• _Items from a dataset_
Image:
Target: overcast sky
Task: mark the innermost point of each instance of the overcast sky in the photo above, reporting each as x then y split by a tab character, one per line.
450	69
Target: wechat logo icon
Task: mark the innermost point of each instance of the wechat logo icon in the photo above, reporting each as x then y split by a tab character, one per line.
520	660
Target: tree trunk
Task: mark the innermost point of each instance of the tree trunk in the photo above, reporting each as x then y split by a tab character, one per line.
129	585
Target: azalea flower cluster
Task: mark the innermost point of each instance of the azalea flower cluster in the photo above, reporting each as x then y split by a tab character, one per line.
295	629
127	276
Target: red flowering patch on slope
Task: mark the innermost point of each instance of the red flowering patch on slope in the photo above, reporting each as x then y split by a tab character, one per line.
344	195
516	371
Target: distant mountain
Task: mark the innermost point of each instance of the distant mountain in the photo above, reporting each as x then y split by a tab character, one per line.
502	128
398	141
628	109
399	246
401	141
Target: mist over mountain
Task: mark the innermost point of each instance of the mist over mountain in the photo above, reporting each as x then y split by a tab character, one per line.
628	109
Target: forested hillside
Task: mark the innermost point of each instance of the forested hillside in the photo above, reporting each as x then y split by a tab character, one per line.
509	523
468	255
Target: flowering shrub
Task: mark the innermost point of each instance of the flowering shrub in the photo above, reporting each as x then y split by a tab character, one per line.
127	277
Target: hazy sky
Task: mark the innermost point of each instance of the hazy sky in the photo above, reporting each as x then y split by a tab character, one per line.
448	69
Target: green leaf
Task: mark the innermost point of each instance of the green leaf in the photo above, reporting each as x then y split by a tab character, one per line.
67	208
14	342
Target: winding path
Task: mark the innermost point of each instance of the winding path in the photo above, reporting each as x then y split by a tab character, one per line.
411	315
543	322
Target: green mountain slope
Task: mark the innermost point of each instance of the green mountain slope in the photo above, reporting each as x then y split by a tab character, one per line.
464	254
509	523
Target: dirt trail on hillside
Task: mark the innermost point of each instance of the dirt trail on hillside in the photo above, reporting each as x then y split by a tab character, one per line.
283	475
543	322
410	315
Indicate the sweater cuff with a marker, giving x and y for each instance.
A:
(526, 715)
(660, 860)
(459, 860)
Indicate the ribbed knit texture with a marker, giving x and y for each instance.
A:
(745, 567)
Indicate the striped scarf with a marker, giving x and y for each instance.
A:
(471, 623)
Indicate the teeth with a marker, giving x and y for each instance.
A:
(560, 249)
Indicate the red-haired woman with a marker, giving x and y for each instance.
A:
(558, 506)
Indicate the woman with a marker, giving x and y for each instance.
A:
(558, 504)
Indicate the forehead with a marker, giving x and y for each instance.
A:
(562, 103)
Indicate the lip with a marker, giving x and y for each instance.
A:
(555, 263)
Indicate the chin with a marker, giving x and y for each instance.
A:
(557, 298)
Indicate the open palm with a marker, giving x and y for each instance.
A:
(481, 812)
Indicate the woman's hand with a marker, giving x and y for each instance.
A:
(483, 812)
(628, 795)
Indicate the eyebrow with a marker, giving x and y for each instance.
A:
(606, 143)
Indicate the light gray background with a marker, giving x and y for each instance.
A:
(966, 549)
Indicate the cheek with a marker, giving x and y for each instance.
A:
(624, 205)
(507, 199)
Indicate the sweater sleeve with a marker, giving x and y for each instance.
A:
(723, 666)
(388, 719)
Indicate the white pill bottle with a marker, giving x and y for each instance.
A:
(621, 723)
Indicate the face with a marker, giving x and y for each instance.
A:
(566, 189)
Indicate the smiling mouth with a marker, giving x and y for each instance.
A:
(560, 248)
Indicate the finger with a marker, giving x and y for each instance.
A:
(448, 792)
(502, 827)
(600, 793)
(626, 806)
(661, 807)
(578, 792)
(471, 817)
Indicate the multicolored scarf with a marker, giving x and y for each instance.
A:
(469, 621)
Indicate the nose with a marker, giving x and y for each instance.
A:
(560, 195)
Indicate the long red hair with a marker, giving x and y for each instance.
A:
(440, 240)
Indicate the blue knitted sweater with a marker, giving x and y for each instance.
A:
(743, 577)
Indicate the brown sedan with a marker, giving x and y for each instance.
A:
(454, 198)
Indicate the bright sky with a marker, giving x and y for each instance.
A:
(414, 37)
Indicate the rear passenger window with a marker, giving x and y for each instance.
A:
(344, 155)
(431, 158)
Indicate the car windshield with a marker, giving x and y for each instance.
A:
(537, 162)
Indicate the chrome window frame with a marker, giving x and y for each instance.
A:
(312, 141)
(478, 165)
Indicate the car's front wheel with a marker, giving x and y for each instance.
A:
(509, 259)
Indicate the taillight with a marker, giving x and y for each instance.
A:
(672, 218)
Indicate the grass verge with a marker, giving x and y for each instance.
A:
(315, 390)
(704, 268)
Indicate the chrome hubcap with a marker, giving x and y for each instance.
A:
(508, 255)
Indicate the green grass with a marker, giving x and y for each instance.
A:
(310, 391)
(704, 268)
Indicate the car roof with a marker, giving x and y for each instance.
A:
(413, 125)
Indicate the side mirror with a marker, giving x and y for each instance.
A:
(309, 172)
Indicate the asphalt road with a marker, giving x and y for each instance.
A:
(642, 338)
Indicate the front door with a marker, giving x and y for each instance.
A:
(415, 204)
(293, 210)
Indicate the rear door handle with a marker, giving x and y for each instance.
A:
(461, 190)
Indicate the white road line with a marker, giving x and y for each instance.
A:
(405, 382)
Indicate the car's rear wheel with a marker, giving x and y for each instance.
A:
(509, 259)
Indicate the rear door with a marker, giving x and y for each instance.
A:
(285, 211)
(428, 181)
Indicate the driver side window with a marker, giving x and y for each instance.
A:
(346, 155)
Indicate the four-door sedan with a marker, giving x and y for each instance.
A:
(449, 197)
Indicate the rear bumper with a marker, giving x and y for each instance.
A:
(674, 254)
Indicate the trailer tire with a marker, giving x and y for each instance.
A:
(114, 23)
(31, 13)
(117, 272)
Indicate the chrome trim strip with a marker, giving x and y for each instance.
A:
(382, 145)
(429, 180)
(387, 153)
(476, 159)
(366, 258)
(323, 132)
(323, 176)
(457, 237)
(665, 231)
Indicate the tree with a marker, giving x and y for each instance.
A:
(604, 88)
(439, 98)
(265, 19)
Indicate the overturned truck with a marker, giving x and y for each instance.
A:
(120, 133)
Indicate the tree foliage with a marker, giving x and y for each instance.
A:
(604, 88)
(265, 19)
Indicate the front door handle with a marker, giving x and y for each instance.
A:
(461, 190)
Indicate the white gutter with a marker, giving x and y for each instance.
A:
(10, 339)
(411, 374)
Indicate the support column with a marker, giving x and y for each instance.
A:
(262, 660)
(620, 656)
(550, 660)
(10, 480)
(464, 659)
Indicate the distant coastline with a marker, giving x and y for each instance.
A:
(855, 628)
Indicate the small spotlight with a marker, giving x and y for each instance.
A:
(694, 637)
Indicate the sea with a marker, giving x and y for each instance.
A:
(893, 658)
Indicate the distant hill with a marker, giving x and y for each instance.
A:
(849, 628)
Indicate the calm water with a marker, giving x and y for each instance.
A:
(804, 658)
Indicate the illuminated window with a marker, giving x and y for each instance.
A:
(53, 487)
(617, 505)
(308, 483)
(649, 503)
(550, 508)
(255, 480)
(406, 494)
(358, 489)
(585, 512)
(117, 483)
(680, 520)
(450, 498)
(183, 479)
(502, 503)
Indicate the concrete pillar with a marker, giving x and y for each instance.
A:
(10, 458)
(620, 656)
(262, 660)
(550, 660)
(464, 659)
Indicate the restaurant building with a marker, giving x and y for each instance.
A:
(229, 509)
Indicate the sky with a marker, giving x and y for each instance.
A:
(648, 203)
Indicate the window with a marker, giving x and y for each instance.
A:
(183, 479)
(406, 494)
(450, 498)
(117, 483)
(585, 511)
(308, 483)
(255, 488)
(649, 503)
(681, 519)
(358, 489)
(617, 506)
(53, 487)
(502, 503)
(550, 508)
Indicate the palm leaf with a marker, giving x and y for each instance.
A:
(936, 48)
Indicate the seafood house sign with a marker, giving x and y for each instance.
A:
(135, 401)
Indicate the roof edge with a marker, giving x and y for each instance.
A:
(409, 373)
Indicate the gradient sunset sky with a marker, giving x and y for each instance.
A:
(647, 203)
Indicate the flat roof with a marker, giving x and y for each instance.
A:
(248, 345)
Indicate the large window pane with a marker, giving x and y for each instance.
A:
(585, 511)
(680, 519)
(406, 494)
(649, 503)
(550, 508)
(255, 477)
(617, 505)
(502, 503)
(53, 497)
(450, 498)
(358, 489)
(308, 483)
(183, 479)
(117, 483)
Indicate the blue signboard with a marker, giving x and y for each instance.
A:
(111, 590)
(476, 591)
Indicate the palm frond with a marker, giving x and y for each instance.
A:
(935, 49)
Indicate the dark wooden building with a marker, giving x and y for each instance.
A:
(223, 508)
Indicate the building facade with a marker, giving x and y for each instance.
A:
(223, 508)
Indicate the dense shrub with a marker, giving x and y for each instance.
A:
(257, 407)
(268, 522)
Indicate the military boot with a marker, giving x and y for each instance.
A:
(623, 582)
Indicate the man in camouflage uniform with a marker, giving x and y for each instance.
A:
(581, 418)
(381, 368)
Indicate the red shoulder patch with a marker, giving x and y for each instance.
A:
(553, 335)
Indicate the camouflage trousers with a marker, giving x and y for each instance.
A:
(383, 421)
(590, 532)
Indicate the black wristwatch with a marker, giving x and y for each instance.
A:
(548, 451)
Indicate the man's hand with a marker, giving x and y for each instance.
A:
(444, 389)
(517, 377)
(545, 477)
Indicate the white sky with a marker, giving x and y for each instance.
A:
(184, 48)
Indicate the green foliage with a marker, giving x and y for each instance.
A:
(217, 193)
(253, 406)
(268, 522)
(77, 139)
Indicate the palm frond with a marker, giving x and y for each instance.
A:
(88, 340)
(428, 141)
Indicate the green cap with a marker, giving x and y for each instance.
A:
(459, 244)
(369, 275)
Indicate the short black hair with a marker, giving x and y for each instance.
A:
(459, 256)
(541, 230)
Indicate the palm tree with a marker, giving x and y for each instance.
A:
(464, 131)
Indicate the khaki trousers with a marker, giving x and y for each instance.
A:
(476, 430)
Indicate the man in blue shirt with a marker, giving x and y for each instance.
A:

• _Task item_
Show every line from the entries above in which "trousers" appears.

• _Task solution_
Indicate the camouflage trousers with a marker, giving x and y for each instance.
Indicate the khaki trousers with a marker, giving x and y for each instance.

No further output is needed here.